(Reading text):
=== Section Start ===

Post time:2019-11-11 13:26:41
There’s going to be much debate on whether rejecting the Regional Comprehensive Economic Partnership (RCEP) is best for India, from the standpoint of trade, employment et al. What matters to China more is the political and diplomatic issues linked to RCEP.
China is so shaken by the ‘trade war’ with the US that its leadership’s ability to deal with US President Donald Trump is being watched very closely both in China and abroad. The signing of the 15-nation RCEP, which has Japan, Australia and South Korea as members, would be a show of muscle against Washington.
India’s refusal to join the group, and thus refusal to strengthen it further, needs to be seen in this political context. Already, experts in China are saying that India’s action may be partly influenced by the US. “It is possible that New Delhi uses its decision to quit RCEP as a bargaining chip in trade negotiations with the US and approach Washington by putting the US above RCEP on trade deals,” said Mao Keji, research fellow at the Institute of India Studies, affiliated to the Statecontrolle ..
No one is expecting the US to reward India, or even take a soft line in dealing with Indian companies on the trade front. But India’s decision is a setback for China, both in terms of its world image, and the need to tackle the trade war.
So, will Prime Minister Narendra Modi’s decision affect China’s plans to expand buying of Indian medicines, particularly cancer drugs, in a big way? There may be some temporary drag in negotiations.
As it has done with western companies, Beijing wants Indian pharma firms to enter into joint ventures with Chinese companies, or establish their production centres in China. Indian companies are not too enthusiastic, as they rightly fear theft of process technologies that give India’s pharma industry an edge over China’s.

=== Section End ===

(Supplied entries):

=== Section Start ===

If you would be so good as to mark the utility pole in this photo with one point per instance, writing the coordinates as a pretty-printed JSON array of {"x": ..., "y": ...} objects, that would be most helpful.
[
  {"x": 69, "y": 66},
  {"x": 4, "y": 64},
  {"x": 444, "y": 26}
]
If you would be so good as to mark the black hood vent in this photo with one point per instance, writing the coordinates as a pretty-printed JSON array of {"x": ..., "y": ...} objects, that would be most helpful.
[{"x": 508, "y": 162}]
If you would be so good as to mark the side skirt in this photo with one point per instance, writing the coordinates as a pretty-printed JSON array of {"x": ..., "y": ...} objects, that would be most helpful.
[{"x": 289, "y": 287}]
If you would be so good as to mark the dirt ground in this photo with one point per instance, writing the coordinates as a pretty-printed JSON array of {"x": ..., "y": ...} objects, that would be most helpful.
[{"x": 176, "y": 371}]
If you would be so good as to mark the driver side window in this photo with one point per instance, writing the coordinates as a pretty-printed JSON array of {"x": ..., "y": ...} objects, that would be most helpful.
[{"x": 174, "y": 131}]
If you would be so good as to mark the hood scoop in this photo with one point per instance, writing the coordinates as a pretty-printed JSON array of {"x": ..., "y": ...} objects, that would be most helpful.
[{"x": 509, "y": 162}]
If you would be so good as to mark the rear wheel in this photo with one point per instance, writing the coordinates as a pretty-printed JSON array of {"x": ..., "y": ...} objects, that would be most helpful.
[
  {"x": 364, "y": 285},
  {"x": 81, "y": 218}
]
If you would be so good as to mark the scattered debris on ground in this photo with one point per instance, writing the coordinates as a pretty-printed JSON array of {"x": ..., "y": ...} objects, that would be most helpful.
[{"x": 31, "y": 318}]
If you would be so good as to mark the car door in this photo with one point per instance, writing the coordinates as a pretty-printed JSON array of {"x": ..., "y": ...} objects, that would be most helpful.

=== Section End ===

Set down the passage from the RCEP article above exactly as it appears, from "No one is expecting" up to and including "drag in negotiations.".

No one is expecting the US to reward India, or even take a soft line in dealing with Indian companies on the trade front. But India’s decision is a setback for China, both in terms of its world image, and the need to tackle the trade war.
So, will Prime Minister Narendra Modi’s decision affect China’s plans to expand buying of Indian medicines, particularly cancer drugs, in a big way? There may be some temporary drag in negotiations.